* **Prompt**
Nothing but the lines from the one containing "the camouflage trousers" through the end of the entries should be set down, each exactly as written.

── Information ──

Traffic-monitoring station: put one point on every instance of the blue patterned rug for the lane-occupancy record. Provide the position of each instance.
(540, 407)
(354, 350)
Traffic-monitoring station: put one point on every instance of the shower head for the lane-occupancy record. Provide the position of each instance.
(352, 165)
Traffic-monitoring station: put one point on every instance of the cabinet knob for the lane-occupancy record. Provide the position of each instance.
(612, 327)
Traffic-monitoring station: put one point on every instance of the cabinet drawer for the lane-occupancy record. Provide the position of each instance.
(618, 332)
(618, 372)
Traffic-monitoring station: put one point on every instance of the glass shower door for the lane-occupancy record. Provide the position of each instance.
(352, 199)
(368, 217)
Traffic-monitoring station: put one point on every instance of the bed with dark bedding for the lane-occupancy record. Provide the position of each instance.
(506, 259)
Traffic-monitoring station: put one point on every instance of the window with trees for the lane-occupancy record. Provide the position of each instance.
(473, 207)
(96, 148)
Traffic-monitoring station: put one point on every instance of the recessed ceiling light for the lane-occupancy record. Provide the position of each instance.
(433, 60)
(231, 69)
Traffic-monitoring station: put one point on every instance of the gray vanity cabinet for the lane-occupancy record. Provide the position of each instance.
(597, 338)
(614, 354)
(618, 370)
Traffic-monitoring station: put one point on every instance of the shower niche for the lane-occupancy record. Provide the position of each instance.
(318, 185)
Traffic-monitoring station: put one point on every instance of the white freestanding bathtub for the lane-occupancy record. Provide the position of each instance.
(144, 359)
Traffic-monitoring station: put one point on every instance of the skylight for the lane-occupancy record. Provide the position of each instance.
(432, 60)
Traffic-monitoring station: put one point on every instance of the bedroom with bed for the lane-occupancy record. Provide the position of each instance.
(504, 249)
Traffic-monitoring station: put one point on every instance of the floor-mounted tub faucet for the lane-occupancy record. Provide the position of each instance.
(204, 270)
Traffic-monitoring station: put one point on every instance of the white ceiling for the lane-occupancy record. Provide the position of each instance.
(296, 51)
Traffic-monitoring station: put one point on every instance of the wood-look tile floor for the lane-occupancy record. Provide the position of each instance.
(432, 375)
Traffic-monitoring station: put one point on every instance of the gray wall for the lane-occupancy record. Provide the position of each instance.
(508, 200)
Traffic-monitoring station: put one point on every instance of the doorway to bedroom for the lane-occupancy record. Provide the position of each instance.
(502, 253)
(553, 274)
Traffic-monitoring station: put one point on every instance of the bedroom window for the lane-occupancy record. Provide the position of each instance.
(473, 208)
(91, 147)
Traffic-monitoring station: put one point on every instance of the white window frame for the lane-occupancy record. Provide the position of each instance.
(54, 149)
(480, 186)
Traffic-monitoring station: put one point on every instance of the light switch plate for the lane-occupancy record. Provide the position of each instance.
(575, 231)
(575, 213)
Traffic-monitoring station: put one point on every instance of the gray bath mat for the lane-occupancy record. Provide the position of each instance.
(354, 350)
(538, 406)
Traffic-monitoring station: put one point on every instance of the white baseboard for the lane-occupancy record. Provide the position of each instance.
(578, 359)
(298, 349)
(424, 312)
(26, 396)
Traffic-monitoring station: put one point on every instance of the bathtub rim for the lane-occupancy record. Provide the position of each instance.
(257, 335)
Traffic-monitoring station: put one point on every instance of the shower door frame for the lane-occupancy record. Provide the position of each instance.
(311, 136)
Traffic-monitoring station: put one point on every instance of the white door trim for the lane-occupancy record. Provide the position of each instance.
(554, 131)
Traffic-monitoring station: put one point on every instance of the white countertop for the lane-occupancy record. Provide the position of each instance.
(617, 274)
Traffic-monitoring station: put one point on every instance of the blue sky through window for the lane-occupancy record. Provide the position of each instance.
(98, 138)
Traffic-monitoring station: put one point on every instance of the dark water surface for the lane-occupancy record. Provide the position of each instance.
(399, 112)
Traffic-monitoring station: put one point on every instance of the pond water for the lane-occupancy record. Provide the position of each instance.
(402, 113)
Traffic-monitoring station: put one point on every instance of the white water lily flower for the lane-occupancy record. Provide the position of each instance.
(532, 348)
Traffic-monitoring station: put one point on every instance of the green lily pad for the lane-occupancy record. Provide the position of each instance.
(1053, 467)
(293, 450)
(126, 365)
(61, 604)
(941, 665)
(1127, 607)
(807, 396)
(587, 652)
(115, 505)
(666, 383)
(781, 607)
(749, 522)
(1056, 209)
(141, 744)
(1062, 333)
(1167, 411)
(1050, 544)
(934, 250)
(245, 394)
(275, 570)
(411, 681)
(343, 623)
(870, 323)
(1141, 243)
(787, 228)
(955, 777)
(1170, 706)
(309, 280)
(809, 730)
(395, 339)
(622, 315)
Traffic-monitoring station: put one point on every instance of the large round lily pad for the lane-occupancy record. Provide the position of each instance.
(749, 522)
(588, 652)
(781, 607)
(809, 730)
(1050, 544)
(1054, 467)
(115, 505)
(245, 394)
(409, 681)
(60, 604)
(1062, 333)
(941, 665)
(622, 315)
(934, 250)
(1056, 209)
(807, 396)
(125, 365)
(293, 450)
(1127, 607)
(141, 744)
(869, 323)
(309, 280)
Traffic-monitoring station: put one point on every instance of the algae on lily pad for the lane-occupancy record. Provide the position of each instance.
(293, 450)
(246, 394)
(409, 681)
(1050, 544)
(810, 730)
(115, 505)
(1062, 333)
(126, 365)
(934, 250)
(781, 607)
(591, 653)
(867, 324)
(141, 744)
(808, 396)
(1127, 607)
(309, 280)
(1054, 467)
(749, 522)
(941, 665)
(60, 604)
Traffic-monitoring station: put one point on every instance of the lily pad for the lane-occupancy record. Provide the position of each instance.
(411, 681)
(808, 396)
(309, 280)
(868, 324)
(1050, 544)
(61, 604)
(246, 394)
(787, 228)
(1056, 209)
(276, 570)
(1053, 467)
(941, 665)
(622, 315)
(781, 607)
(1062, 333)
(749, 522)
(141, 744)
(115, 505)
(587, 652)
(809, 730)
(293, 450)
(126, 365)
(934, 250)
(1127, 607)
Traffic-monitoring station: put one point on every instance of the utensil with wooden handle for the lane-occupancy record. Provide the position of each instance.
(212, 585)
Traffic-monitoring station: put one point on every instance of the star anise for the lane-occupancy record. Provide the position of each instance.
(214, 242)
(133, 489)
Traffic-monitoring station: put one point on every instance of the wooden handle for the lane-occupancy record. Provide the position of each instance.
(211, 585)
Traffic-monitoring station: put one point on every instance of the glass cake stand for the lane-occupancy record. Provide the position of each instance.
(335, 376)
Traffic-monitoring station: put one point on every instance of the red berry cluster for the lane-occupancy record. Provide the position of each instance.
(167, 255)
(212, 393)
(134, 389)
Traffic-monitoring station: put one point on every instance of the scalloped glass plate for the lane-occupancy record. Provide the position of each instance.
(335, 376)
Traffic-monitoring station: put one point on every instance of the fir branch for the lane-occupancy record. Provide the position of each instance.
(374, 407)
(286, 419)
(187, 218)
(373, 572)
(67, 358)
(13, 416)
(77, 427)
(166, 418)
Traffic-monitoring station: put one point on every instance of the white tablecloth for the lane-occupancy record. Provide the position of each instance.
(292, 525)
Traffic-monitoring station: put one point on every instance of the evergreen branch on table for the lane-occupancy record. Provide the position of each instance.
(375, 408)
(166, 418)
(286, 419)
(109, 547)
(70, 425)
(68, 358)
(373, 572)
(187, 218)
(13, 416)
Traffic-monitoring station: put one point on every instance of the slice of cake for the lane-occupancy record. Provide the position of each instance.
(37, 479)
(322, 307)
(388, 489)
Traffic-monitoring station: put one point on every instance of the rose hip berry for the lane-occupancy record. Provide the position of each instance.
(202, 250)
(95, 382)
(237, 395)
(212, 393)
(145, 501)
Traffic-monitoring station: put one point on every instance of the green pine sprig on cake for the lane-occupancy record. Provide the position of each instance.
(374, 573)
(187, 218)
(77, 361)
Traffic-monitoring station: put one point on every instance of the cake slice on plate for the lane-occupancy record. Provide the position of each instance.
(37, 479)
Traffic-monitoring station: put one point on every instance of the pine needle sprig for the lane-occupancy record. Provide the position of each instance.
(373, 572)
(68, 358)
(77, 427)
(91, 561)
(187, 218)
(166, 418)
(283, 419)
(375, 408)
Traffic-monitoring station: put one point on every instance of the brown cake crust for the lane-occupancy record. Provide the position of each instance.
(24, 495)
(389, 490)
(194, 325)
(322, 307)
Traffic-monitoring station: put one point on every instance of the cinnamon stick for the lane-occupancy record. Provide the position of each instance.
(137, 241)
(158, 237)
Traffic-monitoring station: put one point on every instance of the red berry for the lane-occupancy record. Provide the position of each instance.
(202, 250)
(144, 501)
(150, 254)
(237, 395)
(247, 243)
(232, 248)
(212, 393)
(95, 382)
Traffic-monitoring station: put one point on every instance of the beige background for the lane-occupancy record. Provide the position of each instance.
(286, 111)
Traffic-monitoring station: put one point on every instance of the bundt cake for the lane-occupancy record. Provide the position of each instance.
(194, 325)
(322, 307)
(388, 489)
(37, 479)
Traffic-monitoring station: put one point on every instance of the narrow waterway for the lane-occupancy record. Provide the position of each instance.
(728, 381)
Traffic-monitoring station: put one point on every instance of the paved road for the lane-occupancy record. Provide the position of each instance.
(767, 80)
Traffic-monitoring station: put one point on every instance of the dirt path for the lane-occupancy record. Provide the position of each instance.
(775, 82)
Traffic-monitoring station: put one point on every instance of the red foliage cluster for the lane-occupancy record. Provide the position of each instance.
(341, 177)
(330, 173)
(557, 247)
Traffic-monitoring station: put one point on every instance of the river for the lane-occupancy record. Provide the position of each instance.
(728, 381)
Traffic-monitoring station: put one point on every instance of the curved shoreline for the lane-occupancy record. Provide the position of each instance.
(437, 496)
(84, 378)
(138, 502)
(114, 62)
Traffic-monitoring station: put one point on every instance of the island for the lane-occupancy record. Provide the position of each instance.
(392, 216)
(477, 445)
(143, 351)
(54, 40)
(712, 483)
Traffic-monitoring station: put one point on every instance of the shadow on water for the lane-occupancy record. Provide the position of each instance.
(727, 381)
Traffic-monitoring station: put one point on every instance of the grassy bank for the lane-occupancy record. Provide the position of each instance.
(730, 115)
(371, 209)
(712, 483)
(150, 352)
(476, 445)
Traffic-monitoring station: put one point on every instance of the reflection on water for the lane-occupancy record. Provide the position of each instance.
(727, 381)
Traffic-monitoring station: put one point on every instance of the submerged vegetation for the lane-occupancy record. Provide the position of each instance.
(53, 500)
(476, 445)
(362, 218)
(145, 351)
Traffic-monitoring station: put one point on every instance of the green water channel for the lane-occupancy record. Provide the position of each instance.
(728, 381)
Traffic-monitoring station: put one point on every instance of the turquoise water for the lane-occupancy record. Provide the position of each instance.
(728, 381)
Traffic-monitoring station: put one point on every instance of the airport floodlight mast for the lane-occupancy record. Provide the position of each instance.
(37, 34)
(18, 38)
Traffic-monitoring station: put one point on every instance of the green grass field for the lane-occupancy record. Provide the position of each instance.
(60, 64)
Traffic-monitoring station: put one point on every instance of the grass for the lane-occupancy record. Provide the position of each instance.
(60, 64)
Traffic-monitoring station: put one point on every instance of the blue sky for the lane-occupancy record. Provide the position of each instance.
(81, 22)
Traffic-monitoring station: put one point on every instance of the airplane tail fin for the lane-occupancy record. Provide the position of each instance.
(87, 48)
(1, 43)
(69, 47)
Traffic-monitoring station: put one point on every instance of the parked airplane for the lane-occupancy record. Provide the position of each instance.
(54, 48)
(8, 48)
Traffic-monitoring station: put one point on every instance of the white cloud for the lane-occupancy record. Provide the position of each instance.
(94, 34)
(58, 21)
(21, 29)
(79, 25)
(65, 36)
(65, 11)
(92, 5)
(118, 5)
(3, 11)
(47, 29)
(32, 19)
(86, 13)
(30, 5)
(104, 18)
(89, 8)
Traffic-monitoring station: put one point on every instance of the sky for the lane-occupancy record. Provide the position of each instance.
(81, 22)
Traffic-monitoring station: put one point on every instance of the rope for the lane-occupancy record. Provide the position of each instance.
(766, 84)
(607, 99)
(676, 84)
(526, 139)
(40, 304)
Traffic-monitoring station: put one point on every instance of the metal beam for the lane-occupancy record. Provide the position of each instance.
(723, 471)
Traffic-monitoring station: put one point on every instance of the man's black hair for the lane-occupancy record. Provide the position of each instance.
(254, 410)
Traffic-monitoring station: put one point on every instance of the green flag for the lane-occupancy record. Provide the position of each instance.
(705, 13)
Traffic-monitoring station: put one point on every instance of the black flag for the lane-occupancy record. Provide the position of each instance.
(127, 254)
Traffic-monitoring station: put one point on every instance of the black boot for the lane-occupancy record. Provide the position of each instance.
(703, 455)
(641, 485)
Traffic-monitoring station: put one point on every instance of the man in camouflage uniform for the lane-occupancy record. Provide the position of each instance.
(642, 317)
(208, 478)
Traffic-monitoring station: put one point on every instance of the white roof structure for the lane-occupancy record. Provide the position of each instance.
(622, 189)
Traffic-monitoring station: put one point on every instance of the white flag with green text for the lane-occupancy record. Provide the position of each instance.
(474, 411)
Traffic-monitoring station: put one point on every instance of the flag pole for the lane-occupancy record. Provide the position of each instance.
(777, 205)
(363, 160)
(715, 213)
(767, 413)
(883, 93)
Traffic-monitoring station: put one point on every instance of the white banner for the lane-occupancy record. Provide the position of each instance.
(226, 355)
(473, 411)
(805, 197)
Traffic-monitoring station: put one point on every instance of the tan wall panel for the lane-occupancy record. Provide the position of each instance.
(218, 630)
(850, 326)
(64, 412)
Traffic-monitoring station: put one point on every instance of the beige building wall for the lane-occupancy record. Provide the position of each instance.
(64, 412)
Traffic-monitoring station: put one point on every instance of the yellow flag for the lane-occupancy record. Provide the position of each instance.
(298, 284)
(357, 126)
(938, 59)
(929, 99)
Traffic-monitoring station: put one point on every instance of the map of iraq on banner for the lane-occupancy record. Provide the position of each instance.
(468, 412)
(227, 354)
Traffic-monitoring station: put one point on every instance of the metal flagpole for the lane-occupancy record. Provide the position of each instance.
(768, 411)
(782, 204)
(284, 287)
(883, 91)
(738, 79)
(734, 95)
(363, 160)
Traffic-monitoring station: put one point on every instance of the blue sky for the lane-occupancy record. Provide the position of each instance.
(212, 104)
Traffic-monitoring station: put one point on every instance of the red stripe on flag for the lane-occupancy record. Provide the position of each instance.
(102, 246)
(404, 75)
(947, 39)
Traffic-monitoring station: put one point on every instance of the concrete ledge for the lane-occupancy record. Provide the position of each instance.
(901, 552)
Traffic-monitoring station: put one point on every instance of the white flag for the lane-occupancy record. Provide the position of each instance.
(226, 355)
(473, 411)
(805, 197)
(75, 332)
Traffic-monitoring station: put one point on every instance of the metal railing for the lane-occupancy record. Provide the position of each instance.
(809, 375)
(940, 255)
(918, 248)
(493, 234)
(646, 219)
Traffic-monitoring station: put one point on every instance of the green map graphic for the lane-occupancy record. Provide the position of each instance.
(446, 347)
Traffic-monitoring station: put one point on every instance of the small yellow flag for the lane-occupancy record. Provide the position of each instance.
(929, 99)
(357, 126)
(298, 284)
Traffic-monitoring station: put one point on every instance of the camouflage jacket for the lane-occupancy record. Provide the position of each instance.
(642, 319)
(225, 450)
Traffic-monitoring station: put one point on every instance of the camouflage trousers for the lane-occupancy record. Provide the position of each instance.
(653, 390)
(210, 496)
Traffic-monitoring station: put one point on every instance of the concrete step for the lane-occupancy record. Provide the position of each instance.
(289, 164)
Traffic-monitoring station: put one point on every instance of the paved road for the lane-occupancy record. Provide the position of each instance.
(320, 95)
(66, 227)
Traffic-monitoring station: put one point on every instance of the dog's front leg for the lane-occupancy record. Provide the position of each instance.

───

* **Result**
Traffic-monitoring station: put one point on every instance of the camouflage trousers for the lane-occupancy record. Provide the position of each instance.
(653, 390)
(210, 496)
Traffic-monitoring station: put one point on every instance of the concrete step for the lane-occupancy record. Provide the position of each instance.
(289, 164)
Traffic-monitoring station: put one point on every instance of the paved road for the lane-occupancy record. Provide the position of each instance.
(320, 95)
(66, 227)
Traffic-monitoring station: put one point on every instance of the dog's front leg for the lane-occupancy record. Provide the position of each instance.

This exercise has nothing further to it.